Directions:
Render everything from the line containing "Please locate the mountain" through the end of the lines as a two-column CSV headed input and output. Give one row per line of text, with that text under input and the answer that follows it under output, each as a single quoted field with line breaks turned into spaces.

The records:
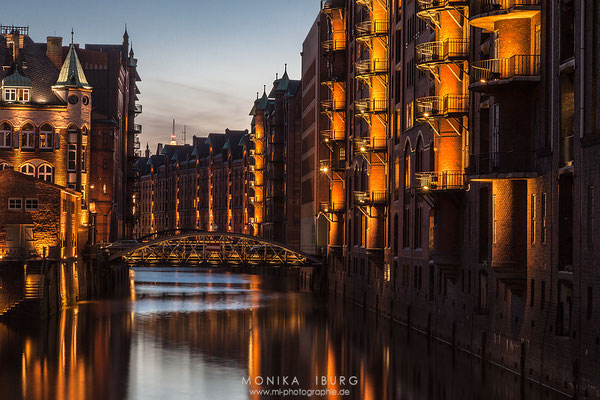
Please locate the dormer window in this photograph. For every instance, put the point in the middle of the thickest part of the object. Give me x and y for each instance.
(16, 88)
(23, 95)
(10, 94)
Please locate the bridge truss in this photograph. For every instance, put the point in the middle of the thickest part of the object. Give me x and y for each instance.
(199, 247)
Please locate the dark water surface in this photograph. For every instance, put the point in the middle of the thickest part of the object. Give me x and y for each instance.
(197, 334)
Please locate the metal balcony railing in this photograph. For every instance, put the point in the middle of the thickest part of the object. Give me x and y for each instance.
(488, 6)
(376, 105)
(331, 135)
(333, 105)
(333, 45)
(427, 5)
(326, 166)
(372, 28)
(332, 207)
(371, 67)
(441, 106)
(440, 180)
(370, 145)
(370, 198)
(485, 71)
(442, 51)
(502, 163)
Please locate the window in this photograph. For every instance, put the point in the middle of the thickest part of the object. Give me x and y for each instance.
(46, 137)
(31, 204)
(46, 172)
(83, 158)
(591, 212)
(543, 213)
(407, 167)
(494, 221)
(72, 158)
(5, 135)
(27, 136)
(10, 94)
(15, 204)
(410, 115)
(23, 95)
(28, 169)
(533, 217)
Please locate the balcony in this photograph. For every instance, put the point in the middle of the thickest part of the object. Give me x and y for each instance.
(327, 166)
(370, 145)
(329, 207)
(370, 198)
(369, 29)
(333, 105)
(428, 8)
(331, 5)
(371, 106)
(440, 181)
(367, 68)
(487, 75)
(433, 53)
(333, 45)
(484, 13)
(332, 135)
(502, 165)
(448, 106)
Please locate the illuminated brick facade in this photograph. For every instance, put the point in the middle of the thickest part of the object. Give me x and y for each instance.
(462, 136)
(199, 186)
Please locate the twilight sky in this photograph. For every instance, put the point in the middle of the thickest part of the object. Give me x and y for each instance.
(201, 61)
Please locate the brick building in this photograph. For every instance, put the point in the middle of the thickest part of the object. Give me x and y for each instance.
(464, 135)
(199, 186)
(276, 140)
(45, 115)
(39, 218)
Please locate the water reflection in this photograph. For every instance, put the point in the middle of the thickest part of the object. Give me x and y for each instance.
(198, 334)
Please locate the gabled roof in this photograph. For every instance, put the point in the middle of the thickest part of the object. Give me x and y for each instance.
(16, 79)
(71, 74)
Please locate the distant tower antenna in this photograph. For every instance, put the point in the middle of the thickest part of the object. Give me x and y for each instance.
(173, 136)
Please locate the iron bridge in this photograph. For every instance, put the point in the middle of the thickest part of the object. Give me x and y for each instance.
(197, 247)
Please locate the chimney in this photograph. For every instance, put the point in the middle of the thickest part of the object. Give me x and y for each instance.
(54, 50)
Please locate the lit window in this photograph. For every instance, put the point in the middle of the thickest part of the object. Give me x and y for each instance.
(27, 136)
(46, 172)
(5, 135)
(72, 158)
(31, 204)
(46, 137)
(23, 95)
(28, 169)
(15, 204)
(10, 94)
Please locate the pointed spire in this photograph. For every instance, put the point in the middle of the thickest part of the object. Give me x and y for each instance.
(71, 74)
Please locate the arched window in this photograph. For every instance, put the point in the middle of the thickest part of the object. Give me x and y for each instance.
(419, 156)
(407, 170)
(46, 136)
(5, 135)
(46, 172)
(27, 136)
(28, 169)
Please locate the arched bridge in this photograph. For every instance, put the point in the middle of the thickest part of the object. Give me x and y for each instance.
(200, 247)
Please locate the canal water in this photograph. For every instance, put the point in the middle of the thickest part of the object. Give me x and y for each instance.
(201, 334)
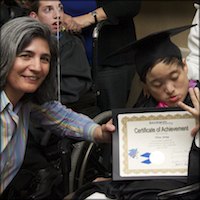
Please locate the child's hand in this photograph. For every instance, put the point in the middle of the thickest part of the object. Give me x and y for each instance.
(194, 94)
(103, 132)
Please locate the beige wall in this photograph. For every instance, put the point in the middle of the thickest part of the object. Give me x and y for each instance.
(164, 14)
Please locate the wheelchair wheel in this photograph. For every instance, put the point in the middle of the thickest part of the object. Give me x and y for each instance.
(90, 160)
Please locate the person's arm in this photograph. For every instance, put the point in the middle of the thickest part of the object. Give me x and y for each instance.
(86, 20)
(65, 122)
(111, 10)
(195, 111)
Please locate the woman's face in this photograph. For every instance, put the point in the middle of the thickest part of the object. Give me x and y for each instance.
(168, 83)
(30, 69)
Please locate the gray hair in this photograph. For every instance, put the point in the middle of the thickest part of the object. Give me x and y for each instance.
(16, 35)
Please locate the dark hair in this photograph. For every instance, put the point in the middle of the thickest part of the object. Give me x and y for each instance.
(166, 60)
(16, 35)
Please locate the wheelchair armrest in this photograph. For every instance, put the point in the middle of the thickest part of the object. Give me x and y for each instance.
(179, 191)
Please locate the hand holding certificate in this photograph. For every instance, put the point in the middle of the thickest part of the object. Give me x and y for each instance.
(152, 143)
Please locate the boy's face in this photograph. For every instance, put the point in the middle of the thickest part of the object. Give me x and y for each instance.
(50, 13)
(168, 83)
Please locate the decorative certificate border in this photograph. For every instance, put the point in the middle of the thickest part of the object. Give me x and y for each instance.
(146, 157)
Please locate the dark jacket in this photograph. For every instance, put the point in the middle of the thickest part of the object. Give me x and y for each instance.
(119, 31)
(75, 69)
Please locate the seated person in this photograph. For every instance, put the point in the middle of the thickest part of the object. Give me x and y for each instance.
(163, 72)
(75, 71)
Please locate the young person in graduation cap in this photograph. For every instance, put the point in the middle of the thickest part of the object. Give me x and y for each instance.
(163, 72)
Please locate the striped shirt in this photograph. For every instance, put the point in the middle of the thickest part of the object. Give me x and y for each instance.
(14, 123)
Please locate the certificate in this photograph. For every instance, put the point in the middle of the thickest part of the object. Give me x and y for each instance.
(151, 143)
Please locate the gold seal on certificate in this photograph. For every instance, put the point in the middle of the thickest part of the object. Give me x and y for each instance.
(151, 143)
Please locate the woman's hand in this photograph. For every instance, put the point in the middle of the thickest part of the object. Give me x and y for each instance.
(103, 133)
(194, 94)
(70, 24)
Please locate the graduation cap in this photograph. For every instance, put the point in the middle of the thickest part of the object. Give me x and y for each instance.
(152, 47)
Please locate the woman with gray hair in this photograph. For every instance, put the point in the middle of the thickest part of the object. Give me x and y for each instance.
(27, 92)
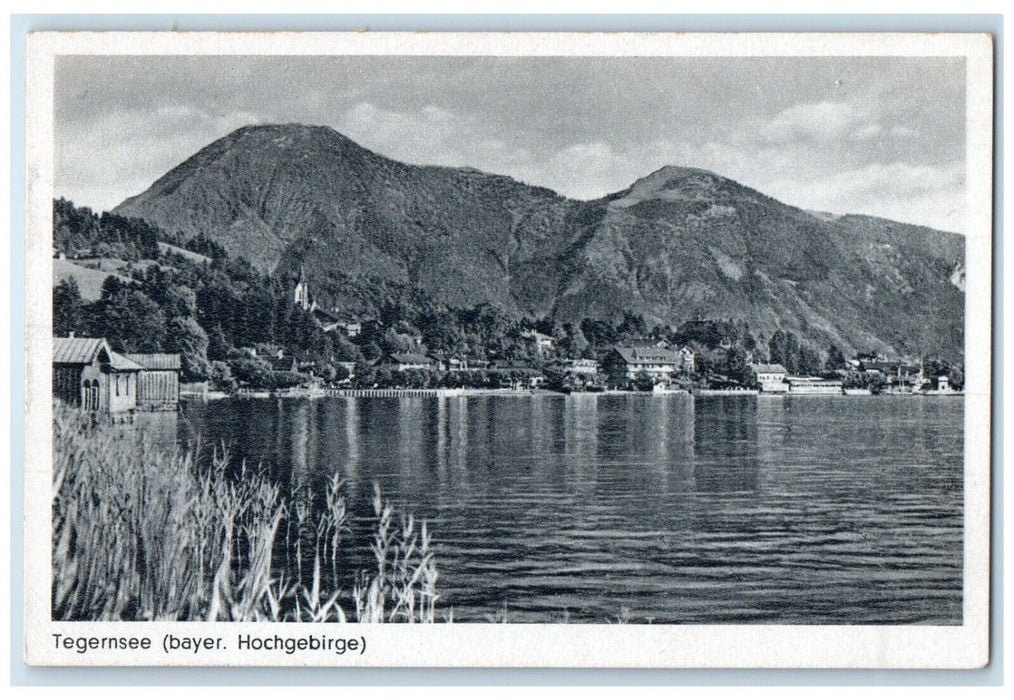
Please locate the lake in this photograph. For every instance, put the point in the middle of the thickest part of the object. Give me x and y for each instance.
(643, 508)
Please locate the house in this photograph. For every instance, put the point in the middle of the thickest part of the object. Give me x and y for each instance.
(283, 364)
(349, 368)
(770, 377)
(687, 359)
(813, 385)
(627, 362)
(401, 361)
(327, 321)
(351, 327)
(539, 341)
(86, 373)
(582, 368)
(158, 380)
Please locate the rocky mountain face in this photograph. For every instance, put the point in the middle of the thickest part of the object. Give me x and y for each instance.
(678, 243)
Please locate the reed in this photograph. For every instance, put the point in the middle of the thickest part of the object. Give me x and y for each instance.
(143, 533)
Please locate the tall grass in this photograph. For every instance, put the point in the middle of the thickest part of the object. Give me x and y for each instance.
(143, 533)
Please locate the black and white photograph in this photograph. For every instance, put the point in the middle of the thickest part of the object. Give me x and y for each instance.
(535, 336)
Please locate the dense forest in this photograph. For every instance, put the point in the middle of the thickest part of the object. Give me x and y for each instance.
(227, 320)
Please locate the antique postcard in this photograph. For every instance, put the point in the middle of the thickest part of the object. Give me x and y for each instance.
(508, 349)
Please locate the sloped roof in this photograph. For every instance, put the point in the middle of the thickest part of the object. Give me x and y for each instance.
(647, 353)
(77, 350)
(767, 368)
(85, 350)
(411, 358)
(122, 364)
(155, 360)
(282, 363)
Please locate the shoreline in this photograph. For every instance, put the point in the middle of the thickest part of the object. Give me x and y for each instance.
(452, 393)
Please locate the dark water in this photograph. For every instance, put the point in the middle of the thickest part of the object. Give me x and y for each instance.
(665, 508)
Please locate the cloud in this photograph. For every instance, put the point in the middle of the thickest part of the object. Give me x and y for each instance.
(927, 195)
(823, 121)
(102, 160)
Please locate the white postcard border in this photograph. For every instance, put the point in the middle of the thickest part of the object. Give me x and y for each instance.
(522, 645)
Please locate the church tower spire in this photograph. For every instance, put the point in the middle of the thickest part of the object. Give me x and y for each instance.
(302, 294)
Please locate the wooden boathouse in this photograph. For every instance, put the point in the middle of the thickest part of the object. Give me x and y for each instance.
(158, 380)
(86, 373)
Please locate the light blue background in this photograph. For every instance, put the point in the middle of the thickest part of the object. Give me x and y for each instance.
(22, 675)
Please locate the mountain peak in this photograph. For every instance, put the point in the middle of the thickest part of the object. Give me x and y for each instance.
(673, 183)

Written solution:
input,output
"Please locate the mountain peak in this photograph. For every instance, put the point in the middle of the thickest part of the object. Give me x and y for each instance.","(673, 183)"